Lorena conta ainda que ao seu redor já ouviu de pessoas negras muitas queixas sobre a  falta de diversidade e aplicativos que não atravessavam as questões raciais. Para resolver, ela decidiu suprir a dor própria e da comunidade negra que a cercava. O “aquilombamento” gerou bons frutos e desabafos nas redes. 

Um dos resultados mais gratificantes, para a jornalista, é a tecnologia feita por e para pessoas negras. que retira, aos poucos, o estigma de que “o amor não é para gente”, como diz a jornalista.

Leia também: Afroafetividade: entre a idealização e o amor real

Reeducação do corpo negro em aplicativos

A psicóloga pernambucana Raphaella Maia, especialista em Sexologia pontua que é preciso compreender como corpos negros são levados a construir os seus desejos e a se projetarem.  Segundo a profissional, antes da compreensão sobre afetividade, sexualidade e sensibilidade,  é necessária uma reflexão identitária antes de procurar, em espaços como os aplicativos, encontros afetivos. 

“Acredito que é importante que pessoas negras reflitam, antes de tudo, suas identidades, o que as compõem, até como forma de se entender  o que e como querem na afetividade. É aquele entendimento que chamamos de ‘tornar-se negro’. Só assim podemos pensar como construir vínculos afetivos e sexuais, uma vez que nossos corpos são hipersexualizados e privados de um afeto real, aqueles que não partem apenas do desejo pelo corpo”, explica.

MATERIAL FORNECIDO
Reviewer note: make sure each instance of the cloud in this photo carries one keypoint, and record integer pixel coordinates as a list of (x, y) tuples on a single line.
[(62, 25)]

TAREFAS PROPOSTAS
A. Traduza para o inglês esta frase do trecho do documento: "Para resolver, ela decidiu suprir a dor própria e da comunidade negra que a cercava."
B. Resuma o trecho do documento em duas frases.
C. Diga se cada afirmação concorda com o trecho do documento: (i) Raphaella Maia é uma psicóloga pernambucana. (ii) Lorena decidiu resolver apenas a própria dor. (iii) Segundo Raphaella Maia, os corpos negros são hipersexualizados.

RESPOSTAS
A. To solve it, she decided to address her own pain and that of the Black community around her.

B. Lorena ouviu de pessoas negras ao seu redor queixas sobre a falta de diversidade e sobre aplicativos que não atravessavam as questões raciais, e decidiu suprir a dor própria e da comunidade negra que a cercava. A psicóloga Raphaella Maia, especialista em Sexologia, afirma que pessoas negras precisam de uma reflexão identitária antes de procurar encontros afetivos em espaços como os aplicativos.

C.
(i) Sim: "A psicóloga pernambucana Raphaella Maia"
(ii) Não: "ela decidiu suprir a dor própria e da comunidade negra que a cercava"
(iii) Sim: "nossos corpos são hipersexualizados"